## [WHAT IS REQUIRED]
Find the line that contains "Task: Find the clear" in the entries below. Output it and each later line exactly, and nothing else.

## [ENTRIES SUPPLIED]
====
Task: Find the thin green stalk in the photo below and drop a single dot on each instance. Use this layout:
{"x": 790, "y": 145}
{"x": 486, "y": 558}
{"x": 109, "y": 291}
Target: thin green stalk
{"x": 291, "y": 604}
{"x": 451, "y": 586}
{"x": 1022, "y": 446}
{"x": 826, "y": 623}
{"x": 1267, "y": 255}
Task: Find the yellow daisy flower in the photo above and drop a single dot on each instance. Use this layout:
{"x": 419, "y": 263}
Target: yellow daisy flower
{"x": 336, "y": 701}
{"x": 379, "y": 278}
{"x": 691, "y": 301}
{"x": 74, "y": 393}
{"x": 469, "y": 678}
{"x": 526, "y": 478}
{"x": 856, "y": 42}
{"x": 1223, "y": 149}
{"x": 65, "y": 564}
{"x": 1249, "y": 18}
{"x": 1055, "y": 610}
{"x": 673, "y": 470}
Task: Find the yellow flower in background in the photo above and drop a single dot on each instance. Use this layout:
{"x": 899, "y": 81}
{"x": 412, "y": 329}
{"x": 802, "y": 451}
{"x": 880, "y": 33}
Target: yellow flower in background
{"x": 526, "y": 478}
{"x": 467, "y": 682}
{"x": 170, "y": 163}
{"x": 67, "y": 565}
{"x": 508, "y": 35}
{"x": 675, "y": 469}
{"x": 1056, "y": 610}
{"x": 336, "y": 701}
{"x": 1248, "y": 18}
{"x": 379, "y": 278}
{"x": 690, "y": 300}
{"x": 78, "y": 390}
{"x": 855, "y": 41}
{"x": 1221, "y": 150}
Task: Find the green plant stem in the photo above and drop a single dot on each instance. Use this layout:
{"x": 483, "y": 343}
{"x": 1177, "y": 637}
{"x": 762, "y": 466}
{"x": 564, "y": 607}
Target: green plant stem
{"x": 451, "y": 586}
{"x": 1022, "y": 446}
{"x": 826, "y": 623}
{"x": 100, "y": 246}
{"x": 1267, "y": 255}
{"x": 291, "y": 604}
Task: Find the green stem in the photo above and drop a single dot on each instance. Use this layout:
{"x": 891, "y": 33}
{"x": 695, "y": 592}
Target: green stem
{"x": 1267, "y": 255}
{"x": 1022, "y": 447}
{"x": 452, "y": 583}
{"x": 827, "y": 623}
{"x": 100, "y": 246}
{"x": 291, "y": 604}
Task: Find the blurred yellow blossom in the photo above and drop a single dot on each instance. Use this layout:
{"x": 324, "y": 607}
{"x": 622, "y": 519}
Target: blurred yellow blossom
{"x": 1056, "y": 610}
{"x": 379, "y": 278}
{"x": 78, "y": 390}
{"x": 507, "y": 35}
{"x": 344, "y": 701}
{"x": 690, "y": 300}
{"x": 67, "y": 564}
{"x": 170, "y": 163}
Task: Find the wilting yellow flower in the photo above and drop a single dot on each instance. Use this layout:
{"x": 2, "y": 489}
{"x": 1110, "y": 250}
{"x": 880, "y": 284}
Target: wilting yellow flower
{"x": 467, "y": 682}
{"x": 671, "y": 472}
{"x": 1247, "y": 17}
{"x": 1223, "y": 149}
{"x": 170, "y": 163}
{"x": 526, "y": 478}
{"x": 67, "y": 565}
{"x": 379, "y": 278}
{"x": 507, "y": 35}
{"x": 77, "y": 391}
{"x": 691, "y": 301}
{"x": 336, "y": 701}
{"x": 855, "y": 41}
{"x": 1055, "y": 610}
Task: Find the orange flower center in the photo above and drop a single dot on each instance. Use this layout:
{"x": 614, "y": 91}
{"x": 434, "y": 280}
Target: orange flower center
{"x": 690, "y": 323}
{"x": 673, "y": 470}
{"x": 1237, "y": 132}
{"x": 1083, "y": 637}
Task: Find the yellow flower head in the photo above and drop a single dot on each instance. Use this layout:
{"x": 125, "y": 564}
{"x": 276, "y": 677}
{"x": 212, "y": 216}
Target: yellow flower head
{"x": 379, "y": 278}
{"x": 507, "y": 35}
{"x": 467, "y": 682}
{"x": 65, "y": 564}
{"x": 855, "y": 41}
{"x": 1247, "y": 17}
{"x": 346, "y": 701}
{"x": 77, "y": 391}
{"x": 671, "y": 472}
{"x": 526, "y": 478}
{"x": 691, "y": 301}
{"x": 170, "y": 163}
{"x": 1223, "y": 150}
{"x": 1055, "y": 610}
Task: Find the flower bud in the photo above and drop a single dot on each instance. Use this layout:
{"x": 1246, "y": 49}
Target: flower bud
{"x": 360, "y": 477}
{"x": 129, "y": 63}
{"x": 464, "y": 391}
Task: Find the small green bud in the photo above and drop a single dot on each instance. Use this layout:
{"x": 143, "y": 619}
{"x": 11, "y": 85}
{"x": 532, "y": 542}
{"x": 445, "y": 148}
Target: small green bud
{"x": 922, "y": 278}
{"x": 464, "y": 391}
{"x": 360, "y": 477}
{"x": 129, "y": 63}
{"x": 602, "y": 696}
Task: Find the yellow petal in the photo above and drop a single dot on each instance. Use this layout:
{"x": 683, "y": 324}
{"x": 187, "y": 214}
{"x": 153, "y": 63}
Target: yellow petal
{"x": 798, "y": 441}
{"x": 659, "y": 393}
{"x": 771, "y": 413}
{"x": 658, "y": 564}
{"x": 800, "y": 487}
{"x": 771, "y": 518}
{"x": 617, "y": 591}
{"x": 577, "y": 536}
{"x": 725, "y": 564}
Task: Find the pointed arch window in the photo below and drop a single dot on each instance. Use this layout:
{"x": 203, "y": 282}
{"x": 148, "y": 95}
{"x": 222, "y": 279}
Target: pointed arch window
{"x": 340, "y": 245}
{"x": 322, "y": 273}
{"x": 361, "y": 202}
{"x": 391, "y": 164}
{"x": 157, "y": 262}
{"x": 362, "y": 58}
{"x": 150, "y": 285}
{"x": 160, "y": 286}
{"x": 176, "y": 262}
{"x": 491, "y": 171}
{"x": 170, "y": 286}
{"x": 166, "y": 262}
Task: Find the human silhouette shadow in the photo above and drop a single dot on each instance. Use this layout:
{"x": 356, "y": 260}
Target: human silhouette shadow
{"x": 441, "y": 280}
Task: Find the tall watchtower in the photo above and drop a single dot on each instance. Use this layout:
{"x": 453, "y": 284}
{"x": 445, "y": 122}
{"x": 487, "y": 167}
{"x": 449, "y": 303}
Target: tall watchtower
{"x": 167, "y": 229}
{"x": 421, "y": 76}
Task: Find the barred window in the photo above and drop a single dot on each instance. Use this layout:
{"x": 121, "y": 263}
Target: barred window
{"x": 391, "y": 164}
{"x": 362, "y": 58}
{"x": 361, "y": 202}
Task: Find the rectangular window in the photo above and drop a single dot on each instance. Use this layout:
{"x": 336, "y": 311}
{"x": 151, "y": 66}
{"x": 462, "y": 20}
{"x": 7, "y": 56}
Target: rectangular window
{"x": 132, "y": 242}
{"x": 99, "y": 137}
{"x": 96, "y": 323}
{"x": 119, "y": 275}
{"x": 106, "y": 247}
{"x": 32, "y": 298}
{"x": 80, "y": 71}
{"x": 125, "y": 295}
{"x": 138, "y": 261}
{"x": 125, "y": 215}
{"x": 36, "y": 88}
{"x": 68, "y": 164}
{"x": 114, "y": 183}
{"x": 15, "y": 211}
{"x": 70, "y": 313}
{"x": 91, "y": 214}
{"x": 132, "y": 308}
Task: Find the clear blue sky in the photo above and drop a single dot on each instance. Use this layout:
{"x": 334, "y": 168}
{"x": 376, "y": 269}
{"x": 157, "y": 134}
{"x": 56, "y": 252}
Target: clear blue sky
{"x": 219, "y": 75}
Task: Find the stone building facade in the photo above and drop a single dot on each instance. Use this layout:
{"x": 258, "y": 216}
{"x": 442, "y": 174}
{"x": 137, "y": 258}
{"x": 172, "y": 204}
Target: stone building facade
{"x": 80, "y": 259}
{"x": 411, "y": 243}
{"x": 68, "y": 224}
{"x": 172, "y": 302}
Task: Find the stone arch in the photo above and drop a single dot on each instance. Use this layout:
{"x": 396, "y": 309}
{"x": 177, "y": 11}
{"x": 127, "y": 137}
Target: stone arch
====
## [ANSWER TO THE TASK]
Task: Find the clear blue sky in the photo above and drop a single dot on each instance. Use this layout:
{"x": 334, "y": 168}
{"x": 376, "y": 269}
{"x": 157, "y": 134}
{"x": 56, "y": 252}
Target: clear blue sky
{"x": 219, "y": 75}
Task: Find the stone building facade in the photo above and drop a single dot on each instance. Use this layout:
{"x": 258, "y": 216}
{"x": 442, "y": 174}
{"x": 137, "y": 258}
{"x": 172, "y": 204}
Target: stone building facade
{"x": 80, "y": 259}
{"x": 411, "y": 243}
{"x": 68, "y": 224}
{"x": 172, "y": 302}
Task: Find the stone arch in the photo above and drop a single dot on each instance. Use this layout:
{"x": 396, "y": 309}
{"x": 177, "y": 11}
{"x": 127, "y": 137}
Target: stone arch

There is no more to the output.